*EXERCISE PROMPT:* Go through the entries and write each one out again unchanged.

*PROVIDED RECORDS:*
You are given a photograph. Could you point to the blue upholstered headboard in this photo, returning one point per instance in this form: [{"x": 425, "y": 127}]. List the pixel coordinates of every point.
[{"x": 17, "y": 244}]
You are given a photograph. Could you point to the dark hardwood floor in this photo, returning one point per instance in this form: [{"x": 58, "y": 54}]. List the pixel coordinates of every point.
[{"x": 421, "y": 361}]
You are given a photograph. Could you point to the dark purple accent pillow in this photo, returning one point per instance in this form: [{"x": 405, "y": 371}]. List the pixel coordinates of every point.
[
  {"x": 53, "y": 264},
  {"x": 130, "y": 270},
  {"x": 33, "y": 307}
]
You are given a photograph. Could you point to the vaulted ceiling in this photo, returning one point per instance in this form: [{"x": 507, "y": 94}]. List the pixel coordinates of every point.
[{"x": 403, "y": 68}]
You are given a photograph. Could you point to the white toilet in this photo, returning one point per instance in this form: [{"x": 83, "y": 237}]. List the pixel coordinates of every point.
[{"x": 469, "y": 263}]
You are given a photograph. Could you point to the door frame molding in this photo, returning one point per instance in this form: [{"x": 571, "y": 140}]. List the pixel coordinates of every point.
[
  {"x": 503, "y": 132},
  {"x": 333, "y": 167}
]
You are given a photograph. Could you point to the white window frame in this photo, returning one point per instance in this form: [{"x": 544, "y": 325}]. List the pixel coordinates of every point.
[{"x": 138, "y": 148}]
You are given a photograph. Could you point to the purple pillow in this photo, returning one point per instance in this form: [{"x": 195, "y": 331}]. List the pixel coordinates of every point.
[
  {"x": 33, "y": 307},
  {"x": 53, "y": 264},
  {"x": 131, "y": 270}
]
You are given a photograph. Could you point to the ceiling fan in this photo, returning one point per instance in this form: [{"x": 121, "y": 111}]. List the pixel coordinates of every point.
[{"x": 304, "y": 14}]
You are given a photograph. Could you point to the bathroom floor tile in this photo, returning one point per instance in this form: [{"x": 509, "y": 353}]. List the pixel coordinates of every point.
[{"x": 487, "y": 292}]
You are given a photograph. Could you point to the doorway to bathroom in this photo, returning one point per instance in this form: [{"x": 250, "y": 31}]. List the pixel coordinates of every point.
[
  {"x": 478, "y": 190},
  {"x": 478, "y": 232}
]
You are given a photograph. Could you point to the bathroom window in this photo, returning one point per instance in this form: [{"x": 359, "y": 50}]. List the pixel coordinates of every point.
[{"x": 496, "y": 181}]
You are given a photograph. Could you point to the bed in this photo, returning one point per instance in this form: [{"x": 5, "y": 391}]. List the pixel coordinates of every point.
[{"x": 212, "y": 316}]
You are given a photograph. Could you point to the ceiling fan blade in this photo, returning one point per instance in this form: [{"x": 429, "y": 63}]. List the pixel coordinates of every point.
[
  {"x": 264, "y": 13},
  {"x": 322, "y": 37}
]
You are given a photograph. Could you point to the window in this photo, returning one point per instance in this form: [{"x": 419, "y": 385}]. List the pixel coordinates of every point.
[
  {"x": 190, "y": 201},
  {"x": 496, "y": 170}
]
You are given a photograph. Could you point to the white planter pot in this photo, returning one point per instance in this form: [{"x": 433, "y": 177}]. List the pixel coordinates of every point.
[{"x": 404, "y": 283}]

*OUTPUT BELOW:*
You are given a photograph. Could you point to the blue upholstered headboard in this photo, returning one point per instance in this form: [{"x": 425, "y": 127}]. List the pixel coordinates of every point.
[{"x": 17, "y": 244}]
You are given a photograph. Could you point to the dark hardwood floor in this photo, returning one point per instance in this form: [{"x": 58, "y": 54}]. List the pixel coordinates of every point.
[{"x": 421, "y": 361}]
You are given a photograph. Could you point to the dark purple accent pillow in this photo, returning one point per instance in this form: [{"x": 405, "y": 371}]. List the pixel coordinates of every point.
[
  {"x": 53, "y": 264},
  {"x": 130, "y": 270},
  {"x": 33, "y": 307}
]
You are given a photograph. Could you point to the vaulted ceiling in this photo, returning one point per instance in this form: [{"x": 507, "y": 94}]. List the pixel coordinates of every point.
[{"x": 403, "y": 68}]
You are given a photograph. Could you point to the white toilet in this photo, returning one point per instance in this form: [{"x": 83, "y": 237}]. List the pixel coordinates of every point.
[{"x": 469, "y": 263}]
You are given a photograph. Could you point to the door frame molding in this photo, returning one point per instance in this form: [{"x": 571, "y": 140}]. List the pixel coordinates of every point.
[
  {"x": 503, "y": 132},
  {"x": 333, "y": 167}
]
You are given a photograph. Could you point to the white window frame in this photo, returning one point per instance in this form: [{"x": 544, "y": 325}]. List the pixel coordinates of every point.
[{"x": 138, "y": 148}]
You are given a photograph. Could you point to the purple pillow in this photo, returning one point per instance in this form: [{"x": 195, "y": 331}]. List the pixel coordinates of every point.
[
  {"x": 33, "y": 307},
  {"x": 53, "y": 264},
  {"x": 131, "y": 270}
]
You are given a photograph. Could you point to the ceiling fan in this photo, returning one point per instance in this form: [{"x": 121, "y": 111}]. List the pixel coordinates of every point.
[{"x": 304, "y": 14}]
You are given a photograph. Could you point to the bathroom floor tile in this photo, returning one point per instance in this form: [{"x": 509, "y": 353}]. List the pixel coordinates of every point.
[{"x": 487, "y": 292}]
You are given a photograph. Could you point to the doorway to bathroom in this photo, returning one point per instance in this form: [{"x": 250, "y": 31}]. List the pixel coordinates of every point.
[
  {"x": 478, "y": 190},
  {"x": 478, "y": 232}
]
You are given a photograph. Could you point to the bathroom window in this photo, returning one point per instance in this form: [{"x": 359, "y": 50}]. List the pixel coordinates of every point.
[{"x": 496, "y": 181}]
You are given a photograph. Could you point to the bed in this photo, returning one point per instance in this form: [{"x": 5, "y": 391}]. List the pixel coordinates of every point.
[{"x": 212, "y": 316}]
You are given a photograph. Could you point to the ceiling fan blade in this photo, returning one point per instance in this form: [{"x": 429, "y": 63}]. List the pixel coordinates of every point.
[
  {"x": 264, "y": 13},
  {"x": 322, "y": 37}
]
You are given a photograph. Could you point to the window in this photo, returning one point per instance in this form: [{"x": 419, "y": 385}]. List the pixel coordinates of every point.
[
  {"x": 190, "y": 201},
  {"x": 496, "y": 170}
]
You are given a photograph. Could you point to the white planter pot in this photo, returning one point per instance in this form: [{"x": 433, "y": 177}]. List the pixel coordinates of every point.
[{"x": 404, "y": 283}]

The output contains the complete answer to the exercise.